- **Do this**
Count the lines of the records below that contain the string "parsley", treating uppercase and lowercase as different. Give only the number.
— Start Given records —
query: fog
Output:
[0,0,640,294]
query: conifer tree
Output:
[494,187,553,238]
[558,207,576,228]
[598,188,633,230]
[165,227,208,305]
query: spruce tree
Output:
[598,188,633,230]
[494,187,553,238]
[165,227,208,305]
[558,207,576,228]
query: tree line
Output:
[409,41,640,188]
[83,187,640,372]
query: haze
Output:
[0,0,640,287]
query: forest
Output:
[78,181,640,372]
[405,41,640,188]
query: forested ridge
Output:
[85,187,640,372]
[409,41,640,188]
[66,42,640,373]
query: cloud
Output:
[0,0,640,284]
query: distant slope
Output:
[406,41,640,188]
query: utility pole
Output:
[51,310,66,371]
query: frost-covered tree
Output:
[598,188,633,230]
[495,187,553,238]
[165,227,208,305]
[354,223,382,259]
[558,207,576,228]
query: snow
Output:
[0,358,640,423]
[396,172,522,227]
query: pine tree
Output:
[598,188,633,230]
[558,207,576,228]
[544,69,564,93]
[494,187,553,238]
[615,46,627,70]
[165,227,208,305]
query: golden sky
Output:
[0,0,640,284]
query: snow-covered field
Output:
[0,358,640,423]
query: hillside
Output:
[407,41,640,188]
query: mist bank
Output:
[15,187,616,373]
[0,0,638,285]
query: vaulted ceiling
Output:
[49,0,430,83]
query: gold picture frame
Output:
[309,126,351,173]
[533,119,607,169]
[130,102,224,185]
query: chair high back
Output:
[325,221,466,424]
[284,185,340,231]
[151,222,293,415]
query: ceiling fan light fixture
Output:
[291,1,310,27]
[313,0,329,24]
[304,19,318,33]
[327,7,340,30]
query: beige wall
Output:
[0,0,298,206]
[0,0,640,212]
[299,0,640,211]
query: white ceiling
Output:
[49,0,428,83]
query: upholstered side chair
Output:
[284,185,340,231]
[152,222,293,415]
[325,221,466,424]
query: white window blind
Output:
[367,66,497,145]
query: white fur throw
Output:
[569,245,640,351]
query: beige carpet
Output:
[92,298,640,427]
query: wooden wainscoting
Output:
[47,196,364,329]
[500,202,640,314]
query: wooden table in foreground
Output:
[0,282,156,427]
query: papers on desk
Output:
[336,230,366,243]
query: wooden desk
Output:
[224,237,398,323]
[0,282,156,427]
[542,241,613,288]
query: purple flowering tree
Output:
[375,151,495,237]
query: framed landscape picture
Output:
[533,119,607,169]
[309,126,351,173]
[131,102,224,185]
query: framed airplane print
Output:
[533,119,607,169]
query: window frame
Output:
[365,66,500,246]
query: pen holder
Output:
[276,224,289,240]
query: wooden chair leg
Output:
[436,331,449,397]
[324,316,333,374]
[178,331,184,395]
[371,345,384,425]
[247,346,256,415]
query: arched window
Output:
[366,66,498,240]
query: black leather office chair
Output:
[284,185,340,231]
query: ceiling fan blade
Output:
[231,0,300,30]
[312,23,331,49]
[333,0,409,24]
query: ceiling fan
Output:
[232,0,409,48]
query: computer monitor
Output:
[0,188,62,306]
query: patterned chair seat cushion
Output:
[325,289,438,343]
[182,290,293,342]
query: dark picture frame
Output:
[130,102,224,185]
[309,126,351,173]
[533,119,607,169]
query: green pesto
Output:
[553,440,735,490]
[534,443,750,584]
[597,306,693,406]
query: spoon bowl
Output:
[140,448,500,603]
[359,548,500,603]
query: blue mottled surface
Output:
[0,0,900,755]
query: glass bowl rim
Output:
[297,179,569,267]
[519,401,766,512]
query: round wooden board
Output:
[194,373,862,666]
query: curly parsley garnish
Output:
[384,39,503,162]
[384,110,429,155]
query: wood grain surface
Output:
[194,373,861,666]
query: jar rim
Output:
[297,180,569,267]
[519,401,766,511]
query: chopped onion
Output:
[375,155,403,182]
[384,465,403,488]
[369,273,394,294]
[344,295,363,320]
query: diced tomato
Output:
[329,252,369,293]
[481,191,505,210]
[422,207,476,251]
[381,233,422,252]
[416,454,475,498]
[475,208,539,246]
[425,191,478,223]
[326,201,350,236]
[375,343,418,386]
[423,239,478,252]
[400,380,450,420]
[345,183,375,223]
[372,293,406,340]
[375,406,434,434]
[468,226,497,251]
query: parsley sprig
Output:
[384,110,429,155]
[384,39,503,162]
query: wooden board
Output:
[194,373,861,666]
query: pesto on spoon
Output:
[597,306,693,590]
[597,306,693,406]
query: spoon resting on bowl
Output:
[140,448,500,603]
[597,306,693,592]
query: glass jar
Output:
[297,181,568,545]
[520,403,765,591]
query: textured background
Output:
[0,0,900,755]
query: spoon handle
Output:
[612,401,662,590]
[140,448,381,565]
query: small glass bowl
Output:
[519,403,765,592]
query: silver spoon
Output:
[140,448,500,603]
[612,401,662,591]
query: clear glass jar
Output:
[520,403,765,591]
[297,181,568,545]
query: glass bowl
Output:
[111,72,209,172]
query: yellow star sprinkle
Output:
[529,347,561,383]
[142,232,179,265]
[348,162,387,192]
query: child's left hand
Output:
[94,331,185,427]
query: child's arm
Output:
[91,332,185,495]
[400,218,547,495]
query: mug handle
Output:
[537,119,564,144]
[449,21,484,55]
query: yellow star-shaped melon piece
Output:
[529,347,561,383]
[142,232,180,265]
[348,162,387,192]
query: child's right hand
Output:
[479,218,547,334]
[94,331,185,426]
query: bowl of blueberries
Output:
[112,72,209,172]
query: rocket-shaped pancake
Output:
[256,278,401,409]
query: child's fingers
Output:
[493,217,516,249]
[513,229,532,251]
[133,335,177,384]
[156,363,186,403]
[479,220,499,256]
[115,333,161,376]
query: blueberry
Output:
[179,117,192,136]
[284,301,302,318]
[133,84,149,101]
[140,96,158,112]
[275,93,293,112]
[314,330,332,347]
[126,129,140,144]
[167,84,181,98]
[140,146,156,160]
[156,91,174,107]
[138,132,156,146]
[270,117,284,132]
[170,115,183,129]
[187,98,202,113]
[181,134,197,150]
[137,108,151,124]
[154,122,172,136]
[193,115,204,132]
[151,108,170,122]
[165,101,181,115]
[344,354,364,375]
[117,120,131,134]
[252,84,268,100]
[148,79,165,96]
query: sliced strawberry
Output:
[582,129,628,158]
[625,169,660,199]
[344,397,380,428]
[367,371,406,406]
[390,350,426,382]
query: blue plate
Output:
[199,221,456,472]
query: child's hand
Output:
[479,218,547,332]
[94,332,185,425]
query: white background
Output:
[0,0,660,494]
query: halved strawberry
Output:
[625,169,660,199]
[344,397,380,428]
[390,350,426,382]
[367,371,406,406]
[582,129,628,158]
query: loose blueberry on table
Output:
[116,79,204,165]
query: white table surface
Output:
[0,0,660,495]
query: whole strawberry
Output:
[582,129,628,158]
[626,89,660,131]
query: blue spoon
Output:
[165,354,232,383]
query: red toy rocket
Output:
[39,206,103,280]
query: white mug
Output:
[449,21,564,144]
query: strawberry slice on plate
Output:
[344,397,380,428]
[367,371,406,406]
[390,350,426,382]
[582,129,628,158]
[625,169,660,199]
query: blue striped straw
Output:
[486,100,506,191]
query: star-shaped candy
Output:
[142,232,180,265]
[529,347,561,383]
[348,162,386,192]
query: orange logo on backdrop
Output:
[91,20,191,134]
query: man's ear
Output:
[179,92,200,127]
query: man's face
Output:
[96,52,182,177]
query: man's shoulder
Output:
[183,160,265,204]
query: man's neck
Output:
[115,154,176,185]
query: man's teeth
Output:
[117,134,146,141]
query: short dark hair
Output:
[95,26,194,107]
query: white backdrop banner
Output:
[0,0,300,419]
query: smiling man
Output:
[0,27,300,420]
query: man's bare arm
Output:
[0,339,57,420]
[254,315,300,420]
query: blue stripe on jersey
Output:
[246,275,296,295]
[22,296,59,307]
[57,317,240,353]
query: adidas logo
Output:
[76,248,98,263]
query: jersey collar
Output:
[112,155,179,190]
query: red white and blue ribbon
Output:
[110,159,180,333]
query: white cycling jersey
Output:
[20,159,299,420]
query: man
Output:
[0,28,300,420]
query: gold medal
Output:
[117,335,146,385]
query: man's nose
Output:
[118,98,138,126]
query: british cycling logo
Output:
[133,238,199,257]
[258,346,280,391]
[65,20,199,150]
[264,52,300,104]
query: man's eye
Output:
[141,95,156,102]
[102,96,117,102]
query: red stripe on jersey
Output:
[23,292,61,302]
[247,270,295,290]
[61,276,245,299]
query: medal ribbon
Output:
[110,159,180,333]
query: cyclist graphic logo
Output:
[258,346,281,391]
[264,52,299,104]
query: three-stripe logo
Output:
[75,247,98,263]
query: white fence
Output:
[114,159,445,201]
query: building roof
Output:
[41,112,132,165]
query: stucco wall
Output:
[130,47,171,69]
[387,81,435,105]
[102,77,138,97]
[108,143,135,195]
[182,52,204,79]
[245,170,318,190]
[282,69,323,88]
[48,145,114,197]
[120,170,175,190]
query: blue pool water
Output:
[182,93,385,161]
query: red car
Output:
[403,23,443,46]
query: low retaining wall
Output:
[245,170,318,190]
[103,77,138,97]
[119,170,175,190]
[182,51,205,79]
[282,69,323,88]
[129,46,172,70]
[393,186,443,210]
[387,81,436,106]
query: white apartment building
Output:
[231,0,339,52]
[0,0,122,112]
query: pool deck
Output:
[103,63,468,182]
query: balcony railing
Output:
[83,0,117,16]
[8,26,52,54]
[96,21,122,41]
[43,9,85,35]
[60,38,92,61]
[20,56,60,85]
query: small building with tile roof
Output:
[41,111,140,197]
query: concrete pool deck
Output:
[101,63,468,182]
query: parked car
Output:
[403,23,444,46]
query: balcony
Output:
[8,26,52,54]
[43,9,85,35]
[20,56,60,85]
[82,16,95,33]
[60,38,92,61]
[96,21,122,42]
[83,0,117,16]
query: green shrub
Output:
— End Given records —
- **Result for this task**
2